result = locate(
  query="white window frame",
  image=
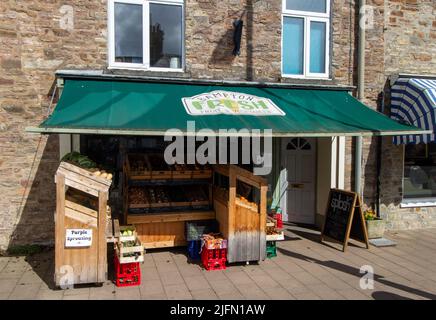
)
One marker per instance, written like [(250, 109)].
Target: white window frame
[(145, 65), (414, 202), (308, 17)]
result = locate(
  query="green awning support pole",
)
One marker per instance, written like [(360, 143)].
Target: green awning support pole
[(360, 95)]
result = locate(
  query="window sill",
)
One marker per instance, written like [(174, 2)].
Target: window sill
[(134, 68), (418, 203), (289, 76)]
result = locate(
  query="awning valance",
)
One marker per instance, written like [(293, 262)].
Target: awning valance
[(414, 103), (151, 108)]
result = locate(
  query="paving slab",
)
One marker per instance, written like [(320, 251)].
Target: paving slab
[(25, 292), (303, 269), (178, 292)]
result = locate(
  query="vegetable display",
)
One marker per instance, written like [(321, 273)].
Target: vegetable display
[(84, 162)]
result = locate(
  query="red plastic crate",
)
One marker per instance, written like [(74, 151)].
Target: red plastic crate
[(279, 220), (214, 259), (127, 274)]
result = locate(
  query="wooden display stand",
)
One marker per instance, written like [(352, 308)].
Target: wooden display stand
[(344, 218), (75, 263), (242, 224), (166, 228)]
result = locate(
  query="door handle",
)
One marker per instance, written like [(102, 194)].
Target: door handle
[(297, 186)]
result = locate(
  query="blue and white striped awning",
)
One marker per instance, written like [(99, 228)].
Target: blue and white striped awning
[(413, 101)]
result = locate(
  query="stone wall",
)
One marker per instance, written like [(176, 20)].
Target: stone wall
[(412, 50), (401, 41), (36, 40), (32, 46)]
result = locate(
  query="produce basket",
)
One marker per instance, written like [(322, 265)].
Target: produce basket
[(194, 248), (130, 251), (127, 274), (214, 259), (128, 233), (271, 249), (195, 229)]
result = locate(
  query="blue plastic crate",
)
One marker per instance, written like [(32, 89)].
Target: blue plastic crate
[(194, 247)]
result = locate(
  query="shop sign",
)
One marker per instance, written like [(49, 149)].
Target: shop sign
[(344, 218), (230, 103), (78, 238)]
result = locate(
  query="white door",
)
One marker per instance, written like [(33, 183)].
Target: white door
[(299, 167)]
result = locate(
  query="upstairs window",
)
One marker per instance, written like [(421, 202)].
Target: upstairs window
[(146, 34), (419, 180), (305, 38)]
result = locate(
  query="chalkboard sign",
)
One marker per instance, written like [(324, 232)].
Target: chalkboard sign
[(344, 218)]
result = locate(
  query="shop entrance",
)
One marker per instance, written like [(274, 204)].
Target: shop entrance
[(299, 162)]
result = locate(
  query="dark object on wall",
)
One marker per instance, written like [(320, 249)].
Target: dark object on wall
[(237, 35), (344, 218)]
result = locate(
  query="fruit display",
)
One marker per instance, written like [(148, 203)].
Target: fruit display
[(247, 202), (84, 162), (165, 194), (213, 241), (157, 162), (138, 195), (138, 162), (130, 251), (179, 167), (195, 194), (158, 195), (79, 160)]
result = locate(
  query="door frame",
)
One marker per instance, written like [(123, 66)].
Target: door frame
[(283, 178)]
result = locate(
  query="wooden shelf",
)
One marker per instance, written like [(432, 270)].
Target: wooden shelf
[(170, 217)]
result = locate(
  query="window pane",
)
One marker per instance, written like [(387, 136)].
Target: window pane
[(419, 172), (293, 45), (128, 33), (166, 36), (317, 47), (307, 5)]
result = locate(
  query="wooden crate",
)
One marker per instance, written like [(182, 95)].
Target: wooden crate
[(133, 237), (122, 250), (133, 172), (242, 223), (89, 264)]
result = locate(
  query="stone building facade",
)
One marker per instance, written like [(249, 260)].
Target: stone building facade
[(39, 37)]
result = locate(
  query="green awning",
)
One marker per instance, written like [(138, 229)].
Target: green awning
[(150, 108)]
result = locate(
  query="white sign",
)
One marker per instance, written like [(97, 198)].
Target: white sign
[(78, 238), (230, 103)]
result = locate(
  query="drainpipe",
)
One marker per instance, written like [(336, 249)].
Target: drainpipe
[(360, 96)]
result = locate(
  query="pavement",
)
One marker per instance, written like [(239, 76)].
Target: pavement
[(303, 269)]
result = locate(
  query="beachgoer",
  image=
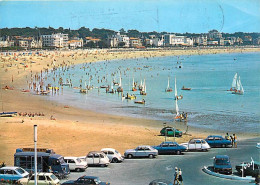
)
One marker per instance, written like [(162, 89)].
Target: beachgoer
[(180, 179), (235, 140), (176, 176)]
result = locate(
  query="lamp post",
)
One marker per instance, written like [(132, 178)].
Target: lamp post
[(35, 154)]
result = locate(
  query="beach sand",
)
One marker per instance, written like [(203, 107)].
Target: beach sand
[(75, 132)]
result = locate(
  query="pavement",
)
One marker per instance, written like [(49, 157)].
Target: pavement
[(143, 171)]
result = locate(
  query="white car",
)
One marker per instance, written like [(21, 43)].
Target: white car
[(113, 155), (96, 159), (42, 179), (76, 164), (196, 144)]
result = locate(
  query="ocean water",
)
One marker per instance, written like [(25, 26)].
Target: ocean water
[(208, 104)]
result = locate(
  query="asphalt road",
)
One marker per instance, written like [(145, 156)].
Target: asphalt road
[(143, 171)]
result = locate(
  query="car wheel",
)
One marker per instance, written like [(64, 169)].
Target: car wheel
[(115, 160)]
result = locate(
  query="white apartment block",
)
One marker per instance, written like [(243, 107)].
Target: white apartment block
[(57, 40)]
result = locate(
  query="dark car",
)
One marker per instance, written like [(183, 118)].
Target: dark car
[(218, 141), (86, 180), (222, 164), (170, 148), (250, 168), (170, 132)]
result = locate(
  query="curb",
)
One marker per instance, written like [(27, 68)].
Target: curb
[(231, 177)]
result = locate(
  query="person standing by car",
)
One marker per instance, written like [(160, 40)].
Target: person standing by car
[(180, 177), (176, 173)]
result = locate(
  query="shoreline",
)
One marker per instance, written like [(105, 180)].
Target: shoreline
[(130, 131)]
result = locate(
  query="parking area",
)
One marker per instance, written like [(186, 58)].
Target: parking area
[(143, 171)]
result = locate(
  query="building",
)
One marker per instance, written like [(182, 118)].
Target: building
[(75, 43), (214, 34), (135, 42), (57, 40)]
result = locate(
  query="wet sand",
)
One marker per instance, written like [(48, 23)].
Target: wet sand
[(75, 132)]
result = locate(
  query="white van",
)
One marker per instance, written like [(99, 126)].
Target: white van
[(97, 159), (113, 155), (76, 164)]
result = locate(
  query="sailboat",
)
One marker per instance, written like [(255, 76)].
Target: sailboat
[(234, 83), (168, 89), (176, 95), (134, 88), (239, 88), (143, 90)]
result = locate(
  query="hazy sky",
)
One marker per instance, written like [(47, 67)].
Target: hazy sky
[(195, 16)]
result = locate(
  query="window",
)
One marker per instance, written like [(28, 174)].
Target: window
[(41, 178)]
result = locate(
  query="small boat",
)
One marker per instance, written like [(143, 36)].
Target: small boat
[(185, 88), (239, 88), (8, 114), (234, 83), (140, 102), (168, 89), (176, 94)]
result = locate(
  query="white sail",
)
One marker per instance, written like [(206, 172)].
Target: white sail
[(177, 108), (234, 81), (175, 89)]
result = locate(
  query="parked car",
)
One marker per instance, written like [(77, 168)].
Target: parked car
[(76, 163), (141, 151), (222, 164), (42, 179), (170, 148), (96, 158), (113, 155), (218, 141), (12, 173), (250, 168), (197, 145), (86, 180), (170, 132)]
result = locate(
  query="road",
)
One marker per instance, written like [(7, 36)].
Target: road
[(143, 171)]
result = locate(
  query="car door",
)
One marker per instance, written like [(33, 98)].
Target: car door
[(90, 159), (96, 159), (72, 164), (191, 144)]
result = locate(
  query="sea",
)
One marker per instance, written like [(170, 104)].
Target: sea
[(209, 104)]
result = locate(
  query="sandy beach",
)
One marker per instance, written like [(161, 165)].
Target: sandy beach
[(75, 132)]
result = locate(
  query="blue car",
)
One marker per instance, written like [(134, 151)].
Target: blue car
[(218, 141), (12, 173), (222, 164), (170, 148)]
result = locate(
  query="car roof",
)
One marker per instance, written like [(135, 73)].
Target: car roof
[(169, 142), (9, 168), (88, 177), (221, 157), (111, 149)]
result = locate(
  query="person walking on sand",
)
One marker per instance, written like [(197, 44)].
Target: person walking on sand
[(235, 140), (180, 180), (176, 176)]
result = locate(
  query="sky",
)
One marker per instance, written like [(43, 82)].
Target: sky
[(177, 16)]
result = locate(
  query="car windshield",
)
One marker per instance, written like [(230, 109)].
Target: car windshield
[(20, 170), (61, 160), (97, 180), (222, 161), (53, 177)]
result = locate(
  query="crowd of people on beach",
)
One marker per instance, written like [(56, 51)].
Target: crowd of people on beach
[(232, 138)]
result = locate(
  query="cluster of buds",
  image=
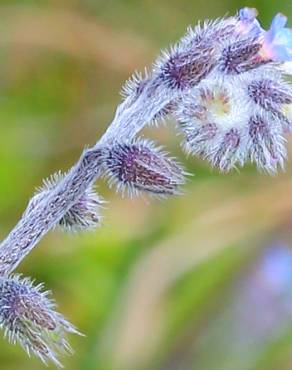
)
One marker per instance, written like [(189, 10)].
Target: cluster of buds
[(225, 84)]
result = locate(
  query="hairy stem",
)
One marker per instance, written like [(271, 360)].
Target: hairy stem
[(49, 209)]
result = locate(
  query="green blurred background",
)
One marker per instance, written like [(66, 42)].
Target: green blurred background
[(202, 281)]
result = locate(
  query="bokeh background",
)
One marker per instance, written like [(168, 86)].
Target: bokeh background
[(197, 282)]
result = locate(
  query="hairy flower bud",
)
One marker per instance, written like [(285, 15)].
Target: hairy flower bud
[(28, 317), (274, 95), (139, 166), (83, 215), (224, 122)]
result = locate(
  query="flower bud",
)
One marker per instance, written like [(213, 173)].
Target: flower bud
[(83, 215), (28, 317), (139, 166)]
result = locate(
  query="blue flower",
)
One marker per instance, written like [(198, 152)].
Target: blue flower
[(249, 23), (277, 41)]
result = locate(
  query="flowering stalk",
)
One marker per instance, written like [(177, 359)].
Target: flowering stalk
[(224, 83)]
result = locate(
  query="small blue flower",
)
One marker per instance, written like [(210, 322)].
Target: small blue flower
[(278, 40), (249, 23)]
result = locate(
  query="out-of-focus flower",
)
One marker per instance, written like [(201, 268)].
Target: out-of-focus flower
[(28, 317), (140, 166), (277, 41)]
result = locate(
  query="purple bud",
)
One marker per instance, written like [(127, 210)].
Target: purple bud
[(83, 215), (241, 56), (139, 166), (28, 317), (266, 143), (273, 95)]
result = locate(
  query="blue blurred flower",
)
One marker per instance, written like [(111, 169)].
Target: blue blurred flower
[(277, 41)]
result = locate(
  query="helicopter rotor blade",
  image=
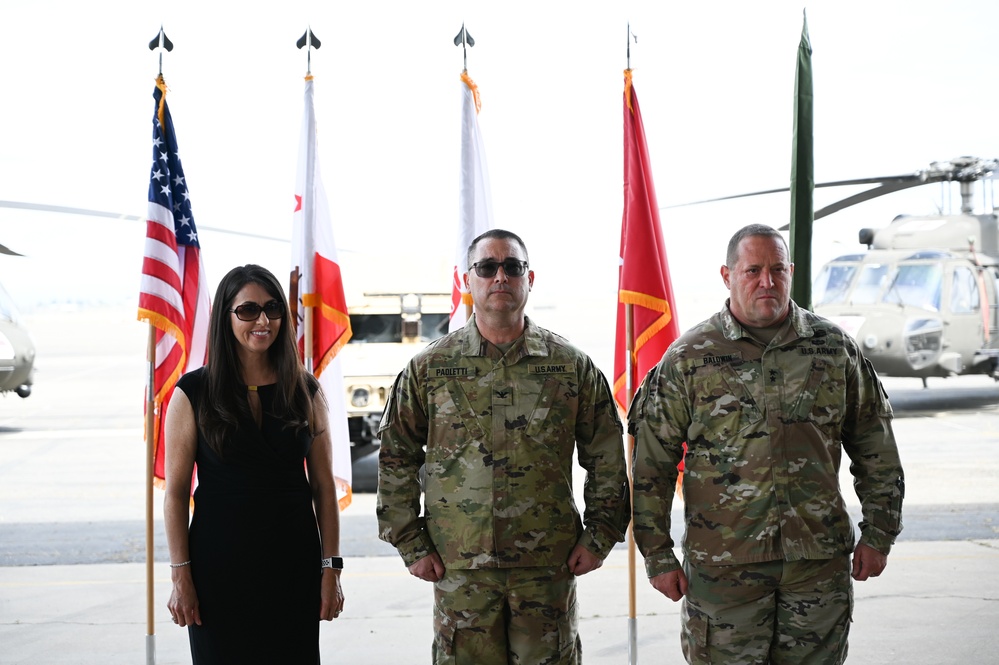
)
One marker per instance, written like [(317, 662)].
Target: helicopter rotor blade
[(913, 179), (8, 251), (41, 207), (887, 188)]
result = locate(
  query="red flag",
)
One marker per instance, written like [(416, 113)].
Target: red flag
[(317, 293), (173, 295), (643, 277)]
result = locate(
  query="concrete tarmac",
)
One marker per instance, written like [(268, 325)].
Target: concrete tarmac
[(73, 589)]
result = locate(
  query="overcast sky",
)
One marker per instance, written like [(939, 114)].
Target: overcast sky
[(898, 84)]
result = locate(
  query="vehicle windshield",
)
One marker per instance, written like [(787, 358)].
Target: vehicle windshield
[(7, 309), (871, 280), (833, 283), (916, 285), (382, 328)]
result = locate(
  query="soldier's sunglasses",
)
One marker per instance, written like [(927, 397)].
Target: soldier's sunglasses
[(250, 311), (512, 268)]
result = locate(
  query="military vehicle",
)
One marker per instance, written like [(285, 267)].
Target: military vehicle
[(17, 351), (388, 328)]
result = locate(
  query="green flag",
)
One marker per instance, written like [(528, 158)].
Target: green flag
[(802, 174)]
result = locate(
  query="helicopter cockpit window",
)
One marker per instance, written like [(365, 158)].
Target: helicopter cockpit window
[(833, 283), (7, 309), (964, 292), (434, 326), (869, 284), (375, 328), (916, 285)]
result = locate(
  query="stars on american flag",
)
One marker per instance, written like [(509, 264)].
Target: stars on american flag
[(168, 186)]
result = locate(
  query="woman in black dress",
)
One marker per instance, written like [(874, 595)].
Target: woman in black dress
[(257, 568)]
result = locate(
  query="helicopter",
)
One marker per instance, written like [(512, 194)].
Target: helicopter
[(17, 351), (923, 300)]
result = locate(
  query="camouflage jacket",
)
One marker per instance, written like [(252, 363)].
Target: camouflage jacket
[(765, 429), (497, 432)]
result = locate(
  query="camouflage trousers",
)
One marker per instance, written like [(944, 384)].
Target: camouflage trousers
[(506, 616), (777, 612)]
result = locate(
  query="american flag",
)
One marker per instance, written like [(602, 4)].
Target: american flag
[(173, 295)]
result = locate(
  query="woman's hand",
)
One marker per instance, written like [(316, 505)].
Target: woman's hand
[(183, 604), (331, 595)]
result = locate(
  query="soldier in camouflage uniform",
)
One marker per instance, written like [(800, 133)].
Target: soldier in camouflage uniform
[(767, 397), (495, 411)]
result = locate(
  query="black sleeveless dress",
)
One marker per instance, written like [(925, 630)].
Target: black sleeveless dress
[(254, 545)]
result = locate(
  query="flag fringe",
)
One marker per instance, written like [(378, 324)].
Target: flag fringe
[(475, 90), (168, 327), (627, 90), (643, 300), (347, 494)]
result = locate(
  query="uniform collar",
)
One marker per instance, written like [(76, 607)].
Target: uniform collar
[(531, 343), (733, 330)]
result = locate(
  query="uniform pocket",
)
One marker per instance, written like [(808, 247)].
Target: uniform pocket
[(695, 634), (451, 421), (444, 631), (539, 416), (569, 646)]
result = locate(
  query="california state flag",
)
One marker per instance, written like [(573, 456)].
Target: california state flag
--------------------------------------------------
▶ PROBLEM TO SOLVE:
Reproduce the material word for word, from its first line through the line that contains "[(25, 292), (303, 269), (178, 292)]". Leave the pictures out.

▶ RESPONSE TO THIS EXERCISE:
result = locate(
  query="white window frame",
  image=
)
One marker per instance, written like [(250, 109)].
Target: white window frame
[(145, 65), (414, 202), (308, 17)]
result = locate(
  query="green awning support pole",
)
One marker per instance, written like [(360, 143)].
Target: green awning support pole
[(360, 95)]
result = locate(
  query="window sill",
)
One marker per instance, written like [(174, 2)].
Target: window sill
[(134, 68), (418, 203), (289, 76)]
result = locate(
  query="awning valance",
)
One marker per instance, written like [(293, 262)].
Target: awning valance
[(414, 103), (151, 108)]
result = locate(
  query="paving slab",
)
One marker per instance, written like [(320, 251)].
Target: paving slab
[(25, 292), (303, 269), (178, 292)]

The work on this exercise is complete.